-- Text block start --

Florencia 13
- Founded: 1960s
- Founding location: Florence, California, United States
- Years active: 1930s–present
- Territory: South Los Angeles Hyde Park Oregon Colorado Florida Washington Utah Arizona Mexico Canada Brazil Germany Kansas
- Ethnicity: Mexican American
- Membership (est.): 2,000-3,000+
- Activities: Drug trafficking, assault, robbery, extortion, arms trafficking, theft, murder, racketeering, illegal gambling, and fraud
- Allies: Mexican Mafia Sureños Pueblo Bishop Bloods Mad Swan Bloods Harvard Park Brims East Coast Crips (Former rivals)
- Rivals: 18th Street gang 38th Street gang Grape Street Watts Crips Watts Varrio Grape Street 13 Hat Gang Watts Crips Huntington Park Locos Playboys East Side 13 South Los 13

= Florencia 13 =

Mexican-American street gang

The Florencia 13, also known as South Side Florencia 13, Florence Gang, F13 is an American criminal street gang based in Los Angeles, California, composed mainly of Mexican Americans. The gang is named after the Florence area of Los Angeles County, controlled by the Mexican Mafia. They are involved in drug-smuggling, murder, assault, and robbery.

-- Text block end --
-- Data extract start --

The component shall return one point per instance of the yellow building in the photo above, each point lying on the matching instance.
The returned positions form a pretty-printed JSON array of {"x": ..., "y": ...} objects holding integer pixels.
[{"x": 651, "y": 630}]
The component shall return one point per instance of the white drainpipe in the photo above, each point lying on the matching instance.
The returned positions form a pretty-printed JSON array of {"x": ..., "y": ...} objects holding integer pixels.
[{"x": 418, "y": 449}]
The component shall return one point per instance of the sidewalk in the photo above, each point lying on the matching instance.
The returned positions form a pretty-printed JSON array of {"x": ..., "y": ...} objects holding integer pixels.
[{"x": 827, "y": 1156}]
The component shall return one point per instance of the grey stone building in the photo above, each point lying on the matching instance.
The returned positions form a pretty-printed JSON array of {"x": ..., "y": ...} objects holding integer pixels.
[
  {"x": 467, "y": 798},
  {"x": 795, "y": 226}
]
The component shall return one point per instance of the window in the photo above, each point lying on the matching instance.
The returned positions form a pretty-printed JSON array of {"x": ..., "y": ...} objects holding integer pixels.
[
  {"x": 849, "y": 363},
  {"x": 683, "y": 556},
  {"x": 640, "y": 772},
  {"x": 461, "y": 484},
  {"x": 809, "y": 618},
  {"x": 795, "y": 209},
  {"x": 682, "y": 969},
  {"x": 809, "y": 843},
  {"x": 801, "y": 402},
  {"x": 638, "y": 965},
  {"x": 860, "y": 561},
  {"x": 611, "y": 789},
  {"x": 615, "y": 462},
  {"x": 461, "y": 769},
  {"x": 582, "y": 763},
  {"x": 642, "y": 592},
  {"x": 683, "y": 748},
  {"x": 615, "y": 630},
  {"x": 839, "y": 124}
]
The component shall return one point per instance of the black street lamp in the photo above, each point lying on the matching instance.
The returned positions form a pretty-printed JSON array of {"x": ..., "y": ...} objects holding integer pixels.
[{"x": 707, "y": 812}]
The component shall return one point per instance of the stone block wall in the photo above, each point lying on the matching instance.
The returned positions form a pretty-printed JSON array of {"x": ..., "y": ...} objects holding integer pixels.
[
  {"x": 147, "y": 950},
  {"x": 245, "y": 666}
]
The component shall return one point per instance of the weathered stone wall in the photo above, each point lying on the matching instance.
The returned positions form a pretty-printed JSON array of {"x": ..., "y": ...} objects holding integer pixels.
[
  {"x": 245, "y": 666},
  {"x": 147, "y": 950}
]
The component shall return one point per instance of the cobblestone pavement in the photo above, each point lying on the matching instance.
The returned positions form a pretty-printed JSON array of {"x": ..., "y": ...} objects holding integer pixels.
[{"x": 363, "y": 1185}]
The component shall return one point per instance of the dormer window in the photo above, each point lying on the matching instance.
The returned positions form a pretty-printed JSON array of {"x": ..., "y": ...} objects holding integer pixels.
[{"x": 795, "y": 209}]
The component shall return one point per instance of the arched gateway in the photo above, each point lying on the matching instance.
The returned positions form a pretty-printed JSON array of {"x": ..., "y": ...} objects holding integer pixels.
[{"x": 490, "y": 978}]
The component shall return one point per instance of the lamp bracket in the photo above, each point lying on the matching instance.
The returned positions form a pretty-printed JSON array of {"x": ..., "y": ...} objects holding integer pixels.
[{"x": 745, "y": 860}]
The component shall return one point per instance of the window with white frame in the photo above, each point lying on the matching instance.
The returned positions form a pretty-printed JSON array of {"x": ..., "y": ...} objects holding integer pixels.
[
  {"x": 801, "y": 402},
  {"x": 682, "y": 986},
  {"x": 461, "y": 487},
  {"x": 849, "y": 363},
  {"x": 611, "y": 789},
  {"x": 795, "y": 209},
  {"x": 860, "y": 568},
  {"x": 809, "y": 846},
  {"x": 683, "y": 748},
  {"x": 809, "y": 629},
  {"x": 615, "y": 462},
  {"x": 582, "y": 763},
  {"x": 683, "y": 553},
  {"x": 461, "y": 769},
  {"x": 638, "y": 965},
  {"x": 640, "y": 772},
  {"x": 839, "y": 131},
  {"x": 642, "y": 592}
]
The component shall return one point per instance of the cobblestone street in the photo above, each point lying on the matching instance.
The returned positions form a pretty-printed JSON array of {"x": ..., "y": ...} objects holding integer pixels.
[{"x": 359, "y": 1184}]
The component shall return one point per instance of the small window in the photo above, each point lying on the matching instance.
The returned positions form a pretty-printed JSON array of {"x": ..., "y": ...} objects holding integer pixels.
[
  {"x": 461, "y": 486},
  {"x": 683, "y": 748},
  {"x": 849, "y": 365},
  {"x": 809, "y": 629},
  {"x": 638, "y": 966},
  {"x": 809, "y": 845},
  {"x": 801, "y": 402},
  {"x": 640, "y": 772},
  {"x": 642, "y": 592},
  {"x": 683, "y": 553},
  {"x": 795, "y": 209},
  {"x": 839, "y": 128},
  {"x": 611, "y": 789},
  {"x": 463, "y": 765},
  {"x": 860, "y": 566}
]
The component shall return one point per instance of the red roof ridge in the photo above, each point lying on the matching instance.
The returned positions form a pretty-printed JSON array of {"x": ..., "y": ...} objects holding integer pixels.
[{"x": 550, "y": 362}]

-- Data extract end --

§ **Exercise aim**
Extract the portion of the Florencia 13 text from "The Florencia 13, also" up to and including "assault, and robbery.", copying it word for word. The entries that come after the Florencia 13 text have no connection to it.

§ **Solution for this problem**
The Florencia 13, also known as South Side Florencia 13, Florence Gang, F13 is an American criminal street gang based in Los Angeles, California, composed mainly of Mexican Americans. The gang is named after the Florence area of Los Angeles County, controlled by the Mexican Mafia. They are involved in drug-smuggling, murder, assault, and robbery.